[Begin]

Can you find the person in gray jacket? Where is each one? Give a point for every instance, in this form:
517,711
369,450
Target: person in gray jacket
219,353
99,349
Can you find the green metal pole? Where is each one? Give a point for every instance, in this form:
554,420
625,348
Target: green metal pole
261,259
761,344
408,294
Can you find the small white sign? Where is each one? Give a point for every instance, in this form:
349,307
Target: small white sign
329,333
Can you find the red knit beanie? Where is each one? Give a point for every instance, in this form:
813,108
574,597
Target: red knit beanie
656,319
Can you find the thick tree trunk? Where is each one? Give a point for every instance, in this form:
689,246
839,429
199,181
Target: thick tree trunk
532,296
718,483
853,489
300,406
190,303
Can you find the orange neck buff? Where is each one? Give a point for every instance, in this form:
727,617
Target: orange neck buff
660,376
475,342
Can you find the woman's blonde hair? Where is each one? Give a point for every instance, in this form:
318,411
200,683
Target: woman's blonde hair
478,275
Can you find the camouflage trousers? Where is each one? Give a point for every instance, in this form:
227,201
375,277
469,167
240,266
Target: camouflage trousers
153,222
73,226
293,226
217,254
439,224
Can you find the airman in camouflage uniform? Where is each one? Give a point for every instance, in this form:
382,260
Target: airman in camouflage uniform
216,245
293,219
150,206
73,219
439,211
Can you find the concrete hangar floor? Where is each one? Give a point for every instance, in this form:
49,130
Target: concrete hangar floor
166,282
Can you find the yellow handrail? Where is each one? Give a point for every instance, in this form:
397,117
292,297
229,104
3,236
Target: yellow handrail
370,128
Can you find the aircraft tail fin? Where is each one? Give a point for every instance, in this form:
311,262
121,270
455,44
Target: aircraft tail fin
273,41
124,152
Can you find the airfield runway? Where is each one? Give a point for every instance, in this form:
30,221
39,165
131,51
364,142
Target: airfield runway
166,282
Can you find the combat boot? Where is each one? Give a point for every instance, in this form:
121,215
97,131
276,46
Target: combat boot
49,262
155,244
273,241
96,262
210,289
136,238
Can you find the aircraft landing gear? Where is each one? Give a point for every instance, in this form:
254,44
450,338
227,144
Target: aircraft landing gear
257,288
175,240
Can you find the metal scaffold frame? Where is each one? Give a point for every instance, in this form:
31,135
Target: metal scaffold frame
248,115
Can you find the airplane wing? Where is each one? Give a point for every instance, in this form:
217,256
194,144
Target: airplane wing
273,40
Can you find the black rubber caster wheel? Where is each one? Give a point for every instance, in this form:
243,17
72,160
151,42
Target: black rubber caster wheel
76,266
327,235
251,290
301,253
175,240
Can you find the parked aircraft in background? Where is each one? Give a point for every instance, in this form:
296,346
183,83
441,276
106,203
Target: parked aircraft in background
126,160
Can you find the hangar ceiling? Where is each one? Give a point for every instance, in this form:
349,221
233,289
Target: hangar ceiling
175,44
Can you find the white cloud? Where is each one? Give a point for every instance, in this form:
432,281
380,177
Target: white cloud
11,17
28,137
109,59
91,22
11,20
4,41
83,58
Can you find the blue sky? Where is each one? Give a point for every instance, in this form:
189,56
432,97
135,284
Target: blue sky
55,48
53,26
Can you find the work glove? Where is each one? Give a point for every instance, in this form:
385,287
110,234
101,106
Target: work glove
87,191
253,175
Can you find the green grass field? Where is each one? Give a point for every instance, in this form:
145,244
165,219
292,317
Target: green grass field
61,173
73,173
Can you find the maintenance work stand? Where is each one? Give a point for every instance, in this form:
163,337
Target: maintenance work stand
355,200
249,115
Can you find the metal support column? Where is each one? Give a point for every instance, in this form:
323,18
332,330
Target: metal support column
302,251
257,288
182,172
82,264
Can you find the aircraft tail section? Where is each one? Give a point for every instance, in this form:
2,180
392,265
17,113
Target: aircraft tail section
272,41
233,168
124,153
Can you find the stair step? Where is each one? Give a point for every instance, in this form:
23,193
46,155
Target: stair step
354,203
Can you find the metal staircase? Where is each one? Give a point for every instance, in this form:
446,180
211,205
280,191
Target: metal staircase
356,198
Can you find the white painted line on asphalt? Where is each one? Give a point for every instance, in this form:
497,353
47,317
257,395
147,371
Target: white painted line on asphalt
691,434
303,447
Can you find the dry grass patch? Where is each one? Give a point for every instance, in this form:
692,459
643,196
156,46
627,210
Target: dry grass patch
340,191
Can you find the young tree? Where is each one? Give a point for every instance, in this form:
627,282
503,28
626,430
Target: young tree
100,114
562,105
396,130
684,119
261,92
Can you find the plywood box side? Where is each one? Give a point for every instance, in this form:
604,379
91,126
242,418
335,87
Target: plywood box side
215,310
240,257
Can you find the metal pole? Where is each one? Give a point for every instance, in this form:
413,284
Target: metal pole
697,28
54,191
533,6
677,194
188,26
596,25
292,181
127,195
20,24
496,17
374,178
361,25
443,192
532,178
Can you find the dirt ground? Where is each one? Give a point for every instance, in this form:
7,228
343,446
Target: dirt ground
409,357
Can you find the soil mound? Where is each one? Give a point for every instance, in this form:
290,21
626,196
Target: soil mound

[End]

## Work required
Quote every line of the data, word for word.

## Response to the task
Can you find the person in gray jacket? Where is each one? Give a point for every instance, in this form:
517,711
369,450
Target: person in gray jacket
219,353
99,349
Can you find the green metal pole? Where is each one? Give a point for every instance, in this form:
554,420
625,348
Target: green metal pole
261,259
761,344
408,294
Can you find the small white sign? Where is each one? Give a point for every instance, in this form:
349,307
Target: small white sign
329,333
Can you find the red knit beanie? Where is each one? Give a point for every instance, in this form:
813,108
574,597
Target: red knit beanie
656,319
Can you find the thick tree trunk? Where is each one? Give a point for every instance, in this form:
689,246
839,429
199,181
Target: thick tree trunk
532,296
718,483
853,489
300,406
190,303
Can you find the orange neck buff? Where is each one? Give a point for every instance, in this form:
727,617
Target: orange neck buff
660,376
475,342
Can you find the woman's blonde hair? Where is each one? Give a point for every instance, in this form:
318,411
200,683
Target: woman's blonde hair
478,275
Can you find the camouflage trousers? Where is each one? Give a point for every instance, in this form:
227,201
375,277
469,167
240,266
Target: camouflage trousers
153,222
73,226
293,226
217,254
439,224
Can you find the airman in camouflage uniform? Where is each one? Give a point for every instance, in this form:
382,260
Target: airman in camouflage uniform
216,245
293,219
150,206
73,219
439,211
Can you find the concrete hangar floor? Where is each one? Give a point for every instance, in this form:
49,130
Target: concrete hangar floor
166,282
Can you find the yellow handrail? Where is each one? Give a point for every instance, in this form:
397,117
292,297
229,104
3,236
Target: yellow handrail
370,128
Can you find the aircraft tail fin? Where is each one? Give a point for every instance, in this form:
311,262
121,270
455,44
Target: aircraft tail fin
273,41
124,152
Can you find the airfield runway? Where is each one? Give a point for every instance, in this form:
30,221
39,165
131,51
364,142
Target: airfield runway
166,282
Can you find the combat boot? Where is each one? Give a point for every instance, in this form:
121,215
97,131
276,46
Target: combat boot
49,262
155,244
273,241
96,262
210,289
136,238
Can you find the aircraft landing gear? Where is each one? Give a point for every instance, in this form:
254,44
450,338
227,144
Target: aircraft landing gear
257,288
175,240
Can you find the metal scaffold frame? Where is each one? Give a point for every instance, in this form:
31,135
Target: metal scaffold frame
248,115
Can you find the airplane wing? Where is each one? Give a point for every instance, in this form:
217,256
194,144
Target: airplane wing
273,40
Can you find the black rubber caster wheel? Where is each one? Give a point for every instance, in this form:
243,17
72,160
151,42
Target: black rubber caster wheel
76,266
327,235
251,290
301,253
175,240
Can you find the parked aircraft in background? Where is each one? Give a point for every instance, in this form:
296,346
183,83
441,276
106,203
Target: parked aircraft in background
126,160
Can you find the hangar ceiling? Where is each one? Give a point for every instance, in this form:
349,221
233,289
Target: hangar ceiling
175,44
Can you find the white cloud? Where is each one? Give a point for every instance, in this form:
432,281
380,177
Target: white cloud
11,17
28,137
109,59
91,22
11,20
4,41
83,58
Can you find the blue sky? Where is each one? Give a point for every instance, in this form:
189,56
432,97
135,284
Target: blue sky
55,48
53,26
Can you find the work glove? Where is each one? Give a point for every instance, in this form:
385,287
110,234
101,106
Target: work glove
87,191
253,175
Can you find the green grass field? Where is each one? Give a point for every instance, in this form:
145,244
165,219
292,317
Target: green grass field
61,173
73,173
Can you find the maintenance work stand? Where is each one? Give a point for every instance, in this form:
163,337
Target: maintenance work stand
355,200
249,115
Can you find the metal support column? Where is each one? Give a point for every instance, in this form:
323,18
332,330
Target: metal support column
302,251
257,288
182,172
82,264
Can you find the aircraft tail section? Where is each one? Give a point for every instance, in this form:
2,180
392,265
17,113
Target: aircraft tail section
272,41
233,168
124,153
Can you find the stair step? Where is each one? Give a point for every instance, in this form:
23,193
46,155
Target: stair step
354,203
Can you find the metal staircase? Where is each one? Give a point for every instance, in this form:
446,180
211,205
280,191
Target: metal staircase
356,198
Can you find the white painted line on asphalt? Where is each one? Give a point for every instance, in this form:
497,353
47,317
257,395
147,371
Target: white painted line on asphalt
691,434
303,447
Can you find the dry grass patch? Where is each one? Give a point for every instance, in this form:
692,459
643,196
156,46
627,210
Target: dry grass patch
340,191
Can you find the young tree? Where is each one? Give a point for every instance, in this form:
627,282
503,28
626,430
Target: young tree
100,114
562,105
396,130
684,119
261,92
Can you find the plywood box side? Where is each one? Give a point for every instance, in this form:
604,379
91,126
242,418
335,87
Target: plywood box side
215,310
240,257
Can you find the metal pole? Where is each one? Give a point for every instance, in this form:
413,284
Target: metal pole
697,28
54,191
533,6
677,194
188,26
596,25
292,181
127,195
20,24
496,17
374,178
361,25
443,192
532,178
Can you find the dirt ground? Where is each one? Give a point for every instance, in this form:
7,228
343,446
Target: dirt ground
409,357
Can you find the soil mound? Where is each one? Give a point for every instance, in this form:
290,21
626,196
Target: soil mound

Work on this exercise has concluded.